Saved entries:
━━━━━━━━

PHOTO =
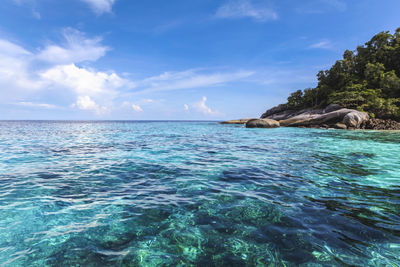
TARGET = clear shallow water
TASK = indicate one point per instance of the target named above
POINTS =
(197, 193)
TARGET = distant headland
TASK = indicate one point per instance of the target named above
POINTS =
(360, 91)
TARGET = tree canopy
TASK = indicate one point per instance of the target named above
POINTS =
(366, 79)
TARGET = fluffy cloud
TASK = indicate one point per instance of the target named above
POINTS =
(77, 48)
(36, 105)
(244, 8)
(84, 81)
(321, 6)
(324, 44)
(15, 74)
(170, 81)
(100, 6)
(137, 108)
(23, 74)
(203, 108)
(86, 103)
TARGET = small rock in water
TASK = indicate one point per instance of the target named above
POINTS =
(340, 126)
(262, 123)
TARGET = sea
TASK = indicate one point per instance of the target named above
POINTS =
(174, 193)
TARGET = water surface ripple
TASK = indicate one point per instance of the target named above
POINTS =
(197, 194)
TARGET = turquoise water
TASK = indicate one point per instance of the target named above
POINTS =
(197, 194)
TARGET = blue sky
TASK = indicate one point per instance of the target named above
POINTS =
(180, 59)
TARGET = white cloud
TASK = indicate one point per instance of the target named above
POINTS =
(36, 105)
(86, 103)
(203, 108)
(170, 81)
(321, 6)
(244, 8)
(137, 108)
(84, 81)
(100, 6)
(324, 44)
(77, 48)
(22, 76)
(15, 74)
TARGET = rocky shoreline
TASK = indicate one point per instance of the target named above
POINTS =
(333, 116)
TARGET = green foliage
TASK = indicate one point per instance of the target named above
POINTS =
(366, 79)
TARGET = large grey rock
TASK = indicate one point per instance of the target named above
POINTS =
(239, 121)
(340, 126)
(355, 118)
(275, 110)
(262, 123)
(332, 107)
(350, 117)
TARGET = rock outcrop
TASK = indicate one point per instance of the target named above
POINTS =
(262, 123)
(333, 116)
(378, 124)
(239, 121)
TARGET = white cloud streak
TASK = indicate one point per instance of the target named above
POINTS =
(321, 6)
(170, 81)
(244, 8)
(86, 103)
(202, 107)
(137, 108)
(324, 44)
(37, 105)
(100, 6)
(77, 48)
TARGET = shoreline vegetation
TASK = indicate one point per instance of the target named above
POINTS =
(360, 91)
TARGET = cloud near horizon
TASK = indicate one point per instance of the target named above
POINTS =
(202, 107)
(55, 69)
(235, 9)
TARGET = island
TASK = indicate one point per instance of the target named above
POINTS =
(360, 91)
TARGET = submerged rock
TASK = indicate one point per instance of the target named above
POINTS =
(262, 123)
(355, 118)
(239, 121)
(340, 126)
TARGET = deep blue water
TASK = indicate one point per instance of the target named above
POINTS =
(197, 194)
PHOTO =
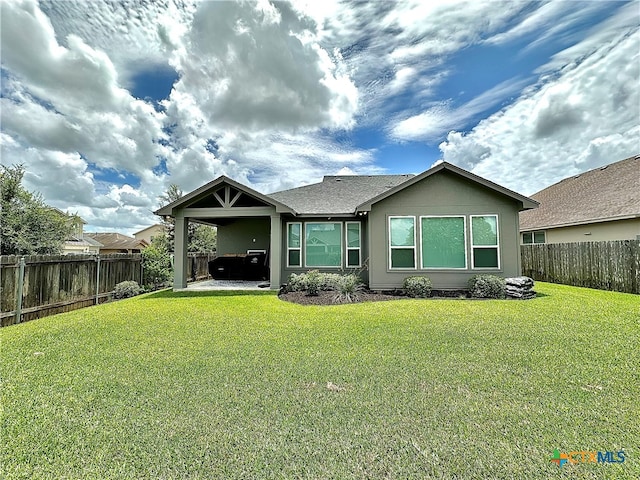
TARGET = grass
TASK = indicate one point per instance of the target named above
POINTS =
(213, 385)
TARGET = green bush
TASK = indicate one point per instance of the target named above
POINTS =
(417, 287)
(156, 266)
(348, 288)
(487, 286)
(312, 282)
(296, 282)
(126, 289)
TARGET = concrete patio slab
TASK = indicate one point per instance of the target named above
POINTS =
(205, 285)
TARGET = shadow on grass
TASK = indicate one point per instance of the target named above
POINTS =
(207, 293)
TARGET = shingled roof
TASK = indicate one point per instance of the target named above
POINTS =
(337, 195)
(611, 192)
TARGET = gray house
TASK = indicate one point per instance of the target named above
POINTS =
(446, 223)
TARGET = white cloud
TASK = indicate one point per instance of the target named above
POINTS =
(584, 117)
(258, 66)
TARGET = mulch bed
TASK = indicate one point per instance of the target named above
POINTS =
(327, 298)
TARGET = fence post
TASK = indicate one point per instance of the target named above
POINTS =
(18, 318)
(97, 278)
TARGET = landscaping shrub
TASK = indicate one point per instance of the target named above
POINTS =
(417, 287)
(487, 286)
(156, 266)
(348, 288)
(312, 283)
(126, 289)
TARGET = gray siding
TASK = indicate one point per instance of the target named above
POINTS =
(443, 193)
(287, 271)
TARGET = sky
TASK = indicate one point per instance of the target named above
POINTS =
(108, 103)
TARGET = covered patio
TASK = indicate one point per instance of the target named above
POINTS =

━━━━━━━━

▶ Task to carry out
Restate the entries above word for word, minus the pictures.

▶ Answer box
PHOTO =
TARGET = clear shallow water
TASK = indicate one point per instance of the target named above
POINTS =
(197, 193)
TARGET = distant headland
TASK = indicate one point per instance of the target named above
POINTS =
(360, 91)
TARGET = tree canopy
TASK = indicate one point per instance of the target named above
POINTS =
(366, 79)
TARGET = fluffy cloud
TASK = indicate one point per instance of the target named above
POINTS =
(77, 48)
(36, 105)
(244, 8)
(84, 81)
(321, 6)
(324, 44)
(15, 74)
(170, 81)
(100, 6)
(137, 108)
(23, 74)
(203, 108)
(86, 103)
TARGET = small rock in water
TASK = indicate one point per instance of the target named above
POINTS =
(340, 126)
(262, 123)
TARGET = sea
TASK = indicate one point per instance of the target named above
POINTS =
(174, 193)
TARGET = water surface ripple
TASK = indicate one point per instance of the target named above
POINTS =
(197, 194)
TARGET = turquoise water
TASK = indicate one point per instance of the target named above
POINTS =
(197, 194)
TARGET = blue sky
TASK = indicate one point per instance of the target named above
POINTS =
(180, 59)
TARGET = white cloud
TASK = indicate one point per instance of the target named above
POINTS =
(36, 105)
(86, 103)
(203, 108)
(170, 81)
(321, 6)
(244, 8)
(137, 108)
(84, 81)
(100, 6)
(324, 44)
(77, 48)
(22, 76)
(15, 74)
TARGET = rocky shoreline
TASK = indicate one point per instance of the target named above
POINTS =
(333, 116)
TARGET = green foliage
TASK = indicate one point per instance of the target named above
POINTS =
(366, 79)
TARGET = large grey rock
TASK = indicate one point per instance of the target named above
POINTS =
(239, 121)
(340, 126)
(355, 118)
(275, 110)
(262, 123)
(332, 107)
(350, 117)
TARGET = rock outcrop
TASK = indicate one point per instance of the target named above
POINTS =
(262, 123)
(333, 116)
(378, 124)
(239, 121)
TARGET = white cloud streak
TASK = indicate one point per instance of the target named above
POINTS =
(321, 6)
(170, 81)
(244, 8)
(86, 103)
(202, 107)
(137, 108)
(324, 44)
(37, 105)
(100, 6)
(77, 48)
TARGET = shoreline vegetation
TASK = indicate one point per instance of the target named above
POINTS =
(360, 91)
TARGET = cloud near horizon
TASK = indicate one point per instance of the target named above
POINTS =
(202, 107)
(55, 69)
(235, 9)
TARGET = island
TASK = indicate one point per instance of the target named above
POINTS =
(360, 91)
TARGET = submerged rock
TASK = indicate one point per instance of the target named above
POINTS =
(262, 123)
(355, 118)
(239, 121)
(340, 126)
TARGET = deep blue water
TASK = indicate one point per instance of the target named above
POINTS =
(197, 194)
PHOTO =
TARGET = grass
TASK = indicate one point per instance of the target named above
POINTS =
(213, 385)
TARGET = green bush
TASK = indicate one point per instance of the target named above
POINTS =
(417, 287)
(156, 266)
(348, 288)
(487, 286)
(312, 282)
(296, 282)
(126, 289)
TARGET = concrete patio slab
TASK = indicate one point per instance of the target named above
POINTS =
(205, 285)
TARGET = shadow on grass
TASK = indicate one point per instance of the target named above
POINTS =
(207, 293)
TARGET = shingled roof
TASK = indicate one point per instance of the target named above
POINTS =
(337, 195)
(611, 192)
TARGET = gray house
TASK = indicate one point per instance of the target named above
POINTS =
(446, 223)
TARGET = white cloud
TASK = indicate one point per instance of the target named above
POINTS =
(584, 117)
(258, 66)
TARGET = mulch bed
TASK = indicate one point per instance of the target named above
POINTS =
(327, 298)
TARGET = fence post
TASK = indicate one point per instance of the target named above
POINTS =
(18, 318)
(97, 278)
TARGET = landscaping shrub
TASK = indicate one point per instance of the target named above
POINTS =
(417, 287)
(487, 286)
(156, 266)
(348, 288)
(312, 283)
(126, 289)
TARGET = gray siding
TASK = indicate one point per instance of the target named above
POINTS =
(443, 193)
(287, 271)
TARGET = sky
TASK = indicate one point per instance of the target named above
POINTS =
(108, 103)
TARGET = covered patio
TASK = indicate one point per instance of the target named above
POINTS =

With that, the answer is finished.